>> start Raw records

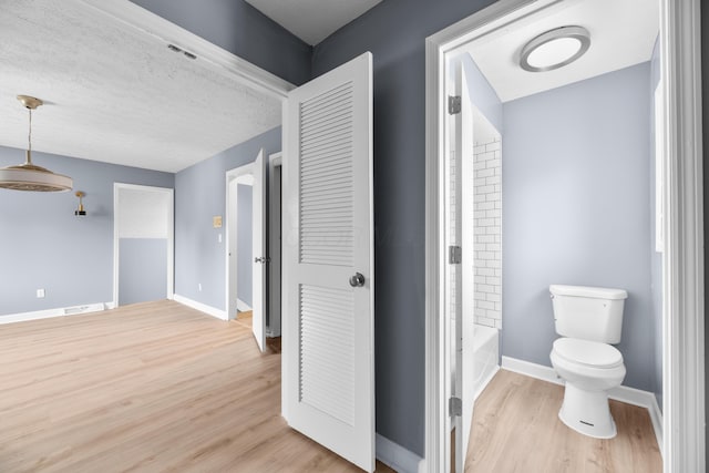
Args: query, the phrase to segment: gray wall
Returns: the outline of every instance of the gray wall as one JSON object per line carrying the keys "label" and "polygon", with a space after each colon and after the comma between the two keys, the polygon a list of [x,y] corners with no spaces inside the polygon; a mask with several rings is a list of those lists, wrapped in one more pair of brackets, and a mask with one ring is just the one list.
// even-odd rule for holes
{"label": "gray wall", "polygon": [[425,38],[492,3],[386,0],[314,50],[312,75],[371,51],[374,68],[377,432],[423,456]]}
{"label": "gray wall", "polygon": [[119,240],[119,305],[165,299],[167,294],[167,240]]}
{"label": "gray wall", "polygon": [[[701,120],[703,141],[703,189],[705,189],[705,307],[709,308],[709,8],[701,9]],[[709,323],[705,321],[705,343],[709,341]],[[709,350],[705,348],[705,372],[709,367]],[[705,412],[709,412],[709,378],[705,379]],[[705,435],[709,452],[709,435]]]}
{"label": "gray wall", "polygon": [[480,72],[477,64],[470,54],[464,53],[460,56],[465,70],[465,79],[471,93],[471,101],[480,113],[502,134],[502,102],[495,90],[487,82],[487,78]]}
{"label": "gray wall", "polygon": [[310,79],[312,48],[244,0],[132,0],[296,85]]}
{"label": "gray wall", "polygon": [[502,352],[551,366],[549,284],[627,289],[624,384],[655,388],[650,64],[504,104]]}
{"label": "gray wall", "polygon": [[212,217],[226,216],[226,172],[251,163],[261,147],[264,156],[280,151],[280,127],[175,175],[175,294],[226,310],[227,222],[214,228]]}
{"label": "gray wall", "polygon": [[[253,196],[254,187],[244,184],[237,184],[237,218],[236,218],[236,241],[238,248],[238,255],[236,258],[236,281],[238,285],[237,297],[244,302],[253,306],[251,296],[253,287],[251,279],[254,276],[254,212],[253,212]],[[263,256],[263,255],[258,255]]]}
{"label": "gray wall", "polygon": [[[111,301],[113,183],[173,187],[174,175],[39,152],[33,161],[74,179],[86,216],[74,216],[73,192],[0,189],[0,315]],[[24,151],[0,146],[0,166],[22,162]]]}
{"label": "gray wall", "polygon": [[650,295],[653,313],[653,337],[655,339],[653,363],[654,379],[651,392],[655,393],[657,404],[662,410],[662,254],[655,250],[655,224],[656,210],[655,205],[655,89],[660,81],[660,48],[659,37],[655,42],[653,58],[650,59]]}

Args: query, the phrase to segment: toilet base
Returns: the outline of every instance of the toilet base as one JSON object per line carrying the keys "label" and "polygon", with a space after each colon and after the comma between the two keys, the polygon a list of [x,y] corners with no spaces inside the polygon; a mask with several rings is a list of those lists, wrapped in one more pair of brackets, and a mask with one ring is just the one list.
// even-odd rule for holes
{"label": "toilet base", "polygon": [[596,439],[613,439],[617,433],[608,408],[608,393],[586,391],[568,381],[558,418],[576,432]]}

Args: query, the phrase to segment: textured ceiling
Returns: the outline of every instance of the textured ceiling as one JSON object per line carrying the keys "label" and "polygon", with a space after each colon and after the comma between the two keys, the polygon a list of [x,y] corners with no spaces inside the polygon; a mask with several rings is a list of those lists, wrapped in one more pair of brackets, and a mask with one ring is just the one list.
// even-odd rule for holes
{"label": "textured ceiling", "polygon": [[246,0],[310,45],[376,7],[382,0]]}
{"label": "textured ceiling", "polygon": [[0,64],[3,146],[27,146],[18,94],[45,103],[34,150],[166,172],[281,120],[278,99],[79,0],[0,2]]}
{"label": "textured ceiling", "polygon": [[[548,72],[520,68],[527,41],[574,24],[590,33],[590,48],[580,59]],[[507,102],[649,61],[658,33],[658,1],[567,0],[475,40],[469,51],[500,100]]]}

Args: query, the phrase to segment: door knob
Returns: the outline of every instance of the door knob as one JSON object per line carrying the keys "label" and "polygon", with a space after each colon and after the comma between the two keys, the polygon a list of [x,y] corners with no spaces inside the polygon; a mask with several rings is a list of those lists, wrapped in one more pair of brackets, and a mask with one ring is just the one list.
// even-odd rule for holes
{"label": "door knob", "polygon": [[364,275],[361,273],[354,273],[354,276],[350,277],[350,286],[362,287],[364,286]]}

>> end Raw records

Write out the entries above verbatim; the pictures do not belong in your copy.

The solution:
Args: query, the phrase to segment: gray wall
Returns: the outline of every instance of the gray wall as one JSON object per line carrying the keys "label" and "polygon", with a space after each colon and after the comma between the two keys, the polygon a list of [x,y] corners with no spaces inside the polygon; a mask with several rings is a list of those lists, wrapped in one more pair of brackets, and a mask with one ring is just the one list.
// even-odd rule for holes
{"label": "gray wall", "polygon": [[425,38],[492,3],[386,0],[314,50],[312,75],[371,51],[374,68],[377,432],[423,456]]}
{"label": "gray wall", "polygon": [[119,240],[119,305],[165,299],[167,294],[167,240]]}
{"label": "gray wall", "polygon": [[[701,120],[703,141],[703,189],[705,189],[705,307],[709,308],[709,8],[701,9]],[[709,323],[705,321],[705,343],[709,341]],[[709,350],[705,348],[705,372],[709,367]],[[705,412],[709,412],[709,378],[705,379]],[[705,435],[709,452],[709,435]]]}
{"label": "gray wall", "polygon": [[480,72],[477,64],[470,54],[464,53],[460,56],[465,70],[465,79],[471,93],[471,101],[480,113],[502,134],[502,102],[495,90],[487,82],[487,78]]}
{"label": "gray wall", "polygon": [[310,79],[312,48],[244,0],[132,0],[296,85]]}
{"label": "gray wall", "polygon": [[502,352],[551,366],[549,284],[627,289],[624,384],[655,388],[650,64],[504,104]]}
{"label": "gray wall", "polygon": [[212,217],[226,216],[226,172],[251,163],[261,147],[264,156],[280,151],[280,127],[175,175],[175,294],[226,310],[227,222],[214,228]]}
{"label": "gray wall", "polygon": [[[253,196],[254,187],[244,184],[237,184],[237,218],[236,218],[236,241],[238,248],[238,255],[236,258],[236,281],[238,285],[237,297],[244,302],[253,306],[251,296],[253,287],[251,279],[254,276],[254,212],[253,212]],[[263,256],[263,255],[258,255]]]}
{"label": "gray wall", "polygon": [[[111,301],[113,183],[173,187],[174,175],[39,152],[33,161],[74,179],[86,216],[74,216],[73,192],[0,189],[0,315]],[[24,151],[0,146],[0,166],[22,162]]]}
{"label": "gray wall", "polygon": [[650,295],[653,313],[653,337],[655,339],[653,363],[654,379],[651,392],[655,393],[657,404],[662,410],[662,254],[655,250],[655,224],[656,210],[655,205],[655,89],[660,81],[660,48],[659,37],[655,42],[653,58],[650,59]]}

Args: query, the phrase to segment: toilet base
Returns: the outline of every instance of the toilet base as one JSON object per line carrying the keys "label" and "polygon", with a space after each colon and after the comma between the two keys, the polygon a list of [x,y] corners with no spaces inside the polygon; a mask with several rings is a list of those lists, wrapped in one more pair of brackets, and a mask with one ring is just the one list.
// even-odd rule for holes
{"label": "toilet base", "polygon": [[596,439],[613,439],[617,433],[608,408],[608,393],[586,391],[568,381],[558,418],[576,432]]}

Args: query, the phrase to segment: textured ceiling
Returns: the outline of every instance of the textured ceiling as one JSON object per line carrying the keys "label" and "polygon", with a space after each colon and after the comma between the two keys, the polygon a list of [x,y] corners with no spaces inside the polygon; a mask with several rings is a list of those lists, wrapped in one more pair of brackets, and a mask with one ring is just the one list.
// even-odd rule for holes
{"label": "textured ceiling", "polygon": [[246,0],[310,45],[376,7],[382,0]]}
{"label": "textured ceiling", "polygon": [[0,64],[3,146],[27,146],[18,94],[45,103],[34,150],[166,172],[281,120],[278,99],[79,0],[0,2]]}
{"label": "textured ceiling", "polygon": [[[548,72],[520,68],[527,41],[574,24],[590,33],[590,48],[580,59]],[[507,102],[649,61],[658,33],[658,1],[567,0],[475,40],[469,51],[500,100]]]}

Args: query, the phrase to segment: door knob
Returns: the outline of every instance of the door knob as one JSON object per line carrying the keys "label" and "polygon", with a space after each colon and after the comma between the two keys, the polygon a list of [x,y] corners with no spaces inside the polygon; a mask with several rings is a list of those lists, wrapped in one more pair of brackets, and a mask with one ring is just the one list.
// even-odd rule for holes
{"label": "door knob", "polygon": [[364,275],[361,273],[354,273],[354,276],[350,277],[350,286],[362,287],[364,286]]}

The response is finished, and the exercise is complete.